* _AIM_:
Reproduce everything from the line containing "Could you find the beige" down to the line containing "[[547, 222, 587, 268]]", renaming "doorway threshold" to "door sill" and keeping all else unchanged.

Annotated coordinate records:

** START **

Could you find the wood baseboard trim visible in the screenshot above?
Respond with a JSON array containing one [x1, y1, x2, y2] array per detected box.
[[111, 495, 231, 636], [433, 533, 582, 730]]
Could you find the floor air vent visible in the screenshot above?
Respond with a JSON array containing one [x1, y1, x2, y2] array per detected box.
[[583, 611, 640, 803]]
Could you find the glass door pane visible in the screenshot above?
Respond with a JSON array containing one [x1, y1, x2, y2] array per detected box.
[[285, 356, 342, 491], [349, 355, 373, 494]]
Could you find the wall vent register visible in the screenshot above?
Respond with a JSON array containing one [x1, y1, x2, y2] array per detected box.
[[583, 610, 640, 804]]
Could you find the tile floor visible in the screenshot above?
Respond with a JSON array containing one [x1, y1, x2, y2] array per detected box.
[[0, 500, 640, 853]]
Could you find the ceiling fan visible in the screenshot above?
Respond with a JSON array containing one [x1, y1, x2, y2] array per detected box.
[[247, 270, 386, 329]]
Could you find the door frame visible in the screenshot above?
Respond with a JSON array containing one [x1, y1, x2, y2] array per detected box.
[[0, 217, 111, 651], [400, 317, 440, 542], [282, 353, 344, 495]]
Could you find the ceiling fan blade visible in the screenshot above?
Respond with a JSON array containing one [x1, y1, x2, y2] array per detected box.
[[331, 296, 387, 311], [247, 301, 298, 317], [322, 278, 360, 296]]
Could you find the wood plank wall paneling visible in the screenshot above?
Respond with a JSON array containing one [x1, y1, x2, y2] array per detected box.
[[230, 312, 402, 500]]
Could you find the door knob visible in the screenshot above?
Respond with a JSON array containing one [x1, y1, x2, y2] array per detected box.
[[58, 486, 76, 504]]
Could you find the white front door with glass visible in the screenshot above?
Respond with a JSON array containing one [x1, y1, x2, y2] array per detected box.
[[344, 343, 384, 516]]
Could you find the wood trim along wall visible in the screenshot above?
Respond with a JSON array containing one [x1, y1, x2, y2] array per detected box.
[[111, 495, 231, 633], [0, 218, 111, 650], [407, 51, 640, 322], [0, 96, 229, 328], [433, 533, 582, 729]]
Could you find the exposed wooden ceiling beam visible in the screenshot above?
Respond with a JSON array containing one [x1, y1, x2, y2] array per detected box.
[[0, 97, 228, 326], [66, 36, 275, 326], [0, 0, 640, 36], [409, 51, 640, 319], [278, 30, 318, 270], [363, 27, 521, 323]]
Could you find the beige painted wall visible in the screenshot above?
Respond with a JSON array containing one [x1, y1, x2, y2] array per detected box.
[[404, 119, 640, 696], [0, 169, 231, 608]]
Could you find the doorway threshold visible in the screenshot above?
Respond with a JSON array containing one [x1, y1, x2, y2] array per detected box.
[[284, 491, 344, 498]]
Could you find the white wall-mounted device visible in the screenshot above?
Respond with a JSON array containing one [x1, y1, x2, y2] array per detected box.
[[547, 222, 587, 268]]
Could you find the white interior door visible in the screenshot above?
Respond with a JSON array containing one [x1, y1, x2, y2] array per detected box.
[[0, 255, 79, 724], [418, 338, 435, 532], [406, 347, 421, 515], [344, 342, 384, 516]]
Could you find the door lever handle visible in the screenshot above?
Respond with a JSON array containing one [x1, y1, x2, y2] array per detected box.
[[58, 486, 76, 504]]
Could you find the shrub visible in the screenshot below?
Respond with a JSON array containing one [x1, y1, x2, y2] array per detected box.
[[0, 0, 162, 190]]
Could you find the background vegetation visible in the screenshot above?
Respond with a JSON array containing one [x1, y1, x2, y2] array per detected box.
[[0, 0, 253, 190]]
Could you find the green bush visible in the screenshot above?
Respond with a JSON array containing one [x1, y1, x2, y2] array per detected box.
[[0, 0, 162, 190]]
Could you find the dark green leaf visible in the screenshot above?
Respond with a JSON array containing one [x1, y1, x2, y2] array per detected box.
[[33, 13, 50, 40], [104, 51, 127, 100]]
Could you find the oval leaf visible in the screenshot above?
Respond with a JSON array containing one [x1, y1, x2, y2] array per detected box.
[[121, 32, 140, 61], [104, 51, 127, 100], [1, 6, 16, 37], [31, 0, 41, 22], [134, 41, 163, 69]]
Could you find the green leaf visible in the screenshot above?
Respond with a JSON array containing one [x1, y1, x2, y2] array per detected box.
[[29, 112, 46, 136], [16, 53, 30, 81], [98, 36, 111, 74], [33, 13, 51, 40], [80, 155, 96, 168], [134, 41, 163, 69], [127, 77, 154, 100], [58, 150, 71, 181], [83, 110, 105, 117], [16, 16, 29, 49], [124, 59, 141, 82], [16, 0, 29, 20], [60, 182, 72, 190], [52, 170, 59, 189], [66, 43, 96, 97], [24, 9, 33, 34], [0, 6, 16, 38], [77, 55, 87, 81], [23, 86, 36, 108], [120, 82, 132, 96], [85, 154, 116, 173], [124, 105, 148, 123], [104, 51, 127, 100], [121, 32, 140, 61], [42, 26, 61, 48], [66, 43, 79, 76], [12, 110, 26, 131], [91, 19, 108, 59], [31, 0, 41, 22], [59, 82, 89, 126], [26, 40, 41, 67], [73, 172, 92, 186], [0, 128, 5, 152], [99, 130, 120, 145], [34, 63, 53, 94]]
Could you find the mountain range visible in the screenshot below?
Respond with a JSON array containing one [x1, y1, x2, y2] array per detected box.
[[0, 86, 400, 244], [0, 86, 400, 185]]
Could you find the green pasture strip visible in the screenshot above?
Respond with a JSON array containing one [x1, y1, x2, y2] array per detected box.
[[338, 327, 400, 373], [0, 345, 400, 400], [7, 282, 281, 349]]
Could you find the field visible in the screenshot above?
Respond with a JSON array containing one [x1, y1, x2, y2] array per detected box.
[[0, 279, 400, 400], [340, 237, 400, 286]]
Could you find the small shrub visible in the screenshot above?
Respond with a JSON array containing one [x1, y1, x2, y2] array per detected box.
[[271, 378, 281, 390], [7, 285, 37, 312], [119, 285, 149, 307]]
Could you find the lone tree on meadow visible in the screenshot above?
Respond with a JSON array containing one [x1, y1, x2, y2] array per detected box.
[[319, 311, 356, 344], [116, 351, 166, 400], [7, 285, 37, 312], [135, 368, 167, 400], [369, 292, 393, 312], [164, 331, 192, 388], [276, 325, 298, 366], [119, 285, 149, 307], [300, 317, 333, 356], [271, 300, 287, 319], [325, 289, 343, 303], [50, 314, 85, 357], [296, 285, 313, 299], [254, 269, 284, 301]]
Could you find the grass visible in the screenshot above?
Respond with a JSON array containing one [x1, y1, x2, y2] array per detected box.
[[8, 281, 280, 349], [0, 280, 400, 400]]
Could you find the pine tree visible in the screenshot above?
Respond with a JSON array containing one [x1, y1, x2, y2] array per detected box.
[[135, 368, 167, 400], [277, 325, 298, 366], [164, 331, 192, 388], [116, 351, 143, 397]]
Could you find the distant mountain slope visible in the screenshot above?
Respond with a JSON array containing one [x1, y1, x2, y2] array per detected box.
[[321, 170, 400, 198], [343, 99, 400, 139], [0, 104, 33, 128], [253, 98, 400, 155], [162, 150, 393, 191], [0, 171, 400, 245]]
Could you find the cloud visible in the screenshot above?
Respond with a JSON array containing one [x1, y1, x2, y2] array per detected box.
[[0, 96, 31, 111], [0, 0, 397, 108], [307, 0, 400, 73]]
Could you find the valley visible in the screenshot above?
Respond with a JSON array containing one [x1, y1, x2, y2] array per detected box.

** END **

* _FINAL RESULT_:
Could you find the beige painted wall visible in the screenshot above?
Respond with a JSON array containing one [x1, y1, x2, y2] array per detected box.
[[404, 119, 640, 696], [0, 169, 231, 608]]
Could you find the door sill visible in the screenshot above?
Respond with a JSON array containing one [x1, y1, x2, y2] array per detected box.
[[284, 491, 344, 498]]
Could you find the white wall-mounted device visible in the screenshot above?
Respond with a JSON array containing one [x1, y1, x2, y2] array per detected box.
[[547, 222, 587, 268]]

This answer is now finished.